▸ **Exercise materials**

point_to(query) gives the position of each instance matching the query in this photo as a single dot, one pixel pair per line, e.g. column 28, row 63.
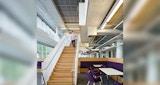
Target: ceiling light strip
column 113, row 11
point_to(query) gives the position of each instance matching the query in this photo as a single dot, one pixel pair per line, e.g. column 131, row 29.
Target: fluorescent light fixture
column 113, row 11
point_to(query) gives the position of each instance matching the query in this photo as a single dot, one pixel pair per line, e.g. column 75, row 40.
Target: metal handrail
column 53, row 57
column 43, row 79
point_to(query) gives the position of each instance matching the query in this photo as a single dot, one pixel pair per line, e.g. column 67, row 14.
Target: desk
column 97, row 65
column 111, row 71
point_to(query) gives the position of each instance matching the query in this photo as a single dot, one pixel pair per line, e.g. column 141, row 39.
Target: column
column 152, row 67
column 107, row 54
column 119, row 49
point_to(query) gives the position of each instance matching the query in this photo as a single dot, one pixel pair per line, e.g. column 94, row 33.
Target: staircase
column 62, row 74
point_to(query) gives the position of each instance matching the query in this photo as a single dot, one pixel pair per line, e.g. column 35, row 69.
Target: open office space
column 79, row 42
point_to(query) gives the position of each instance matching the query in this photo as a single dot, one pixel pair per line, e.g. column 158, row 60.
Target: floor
column 82, row 80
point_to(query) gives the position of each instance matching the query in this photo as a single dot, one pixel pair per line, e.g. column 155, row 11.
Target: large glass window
column 43, row 50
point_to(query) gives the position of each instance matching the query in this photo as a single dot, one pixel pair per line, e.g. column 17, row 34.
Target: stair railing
column 49, row 63
column 75, row 66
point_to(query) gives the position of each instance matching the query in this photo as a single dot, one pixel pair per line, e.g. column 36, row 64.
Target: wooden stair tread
column 62, row 74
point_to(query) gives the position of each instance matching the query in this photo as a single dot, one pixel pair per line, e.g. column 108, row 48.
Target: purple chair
column 92, row 79
column 95, row 73
column 116, row 83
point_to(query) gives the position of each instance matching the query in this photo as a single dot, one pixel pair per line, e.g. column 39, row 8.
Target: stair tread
column 62, row 74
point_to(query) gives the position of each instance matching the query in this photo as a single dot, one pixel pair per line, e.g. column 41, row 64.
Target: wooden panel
column 145, row 16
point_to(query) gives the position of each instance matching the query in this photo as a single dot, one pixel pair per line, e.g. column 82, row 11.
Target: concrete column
column 107, row 54
column 119, row 49
column 57, row 30
column 152, row 67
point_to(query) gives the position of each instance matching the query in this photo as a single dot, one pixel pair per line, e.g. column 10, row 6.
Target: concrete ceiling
column 48, row 11
column 97, row 11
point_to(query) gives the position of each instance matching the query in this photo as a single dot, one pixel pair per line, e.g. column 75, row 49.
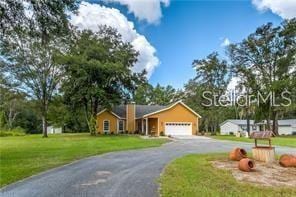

▸ **Exercise brief**
Edit all of the lines above by replacing "purple chair" with "violet chair" and leaving everything else unchanged. Leave the pictures out of your answer.

▸ **Exercise result**
point_to(query) gives the position of each instance matching the query in this photo as a single dot, one pixel pair per line, e.g. column 28, row 63.
Target: ceiling light strip
column 113, row 11
point_to(query) gives the position of each instance matching the query in this photo as a single dot, one pixel pair per line, e.g. column 131, row 29.
Target: fluorescent light fixture
column 113, row 11
point_to(query) gives the position of each instance matching the query in this photo as a single dot, one pixel pair per line, e.g. column 75, row 40.
Target: metal handrail
column 53, row 57
column 43, row 79
point_to(query) gives the position of each instance matching the query in this photo as a single dot, one pixel pair per line, e.g. column 67, row 14.
Target: desk
column 97, row 65
column 111, row 71
point_to(query) gives the position of each instance matching the query in this photo as a single dot, one pixel pair per line, e.g. column 141, row 39.
Target: column
column 152, row 67
column 107, row 54
column 119, row 49
point_to(query) gives the position of each instance matching the query in this photo as a single dot, one pixel pair per line, e.g. column 94, row 33.
Target: staircase
column 62, row 74
point_to(query) gives the position of each instance matching the query in this photo as a single dot, one pixel pair per line, e.g. column 35, row 69.
Target: open office space
column 79, row 42
point_to(query) gives the position of each instance matching the query in this photo as a single dot, one pixel pair per line, e.g. column 158, row 60.
Target: floor
column 82, row 80
point_to(query) gives the position of each instance matching the query in this photo as a single dot, one pixel pair per line, e.g. column 155, row 11.
Target: large glass window
column 43, row 50
point_to(query) gives the position of each instance matching the query in this photo as a single dot, one pixel pair per line, e.g. column 17, row 34.
Target: stair railing
column 49, row 63
column 75, row 66
point_to(query) gives the position of each instance matching the query in this photo as a single dot, one pixel pair per line, e.g. column 36, row 64.
Target: wooden stair tread
column 62, row 74
point_to(query) gives the position of each instance matching the query in this photo as a single dot, one pixel pair per line, e.g. column 108, row 48.
Target: violet chair
column 92, row 79
column 95, row 73
column 116, row 83
point_to(query) gives the position of each instance matching the query in this photo as a single dot, one pixel pair per line, e.g. column 39, row 8.
Target: stair tread
column 62, row 74
point_to(query) gives the position of each instance matching the query in this photo as a single dot, one pixel pair per line, e.g. column 41, row 64.
Target: wooden panel
column 145, row 16
point_to(query) gives the position of each instance matching the query in this photo as a single dot, one pixel pair per line, e.g. column 82, row 11.
Target: concrete column
column 107, row 54
column 119, row 49
column 57, row 30
column 152, row 67
point_to(query) gives the position of each instance matching the query in this photo as a single dot, one pixel pair per line, e.g. column 10, row 6.
Target: concrete ceiling
column 48, row 11
column 97, row 11
point_to(query) gives the position of each instance matching the query in this photo as a single dot, one pixel pair per line, e.g. column 75, row 49.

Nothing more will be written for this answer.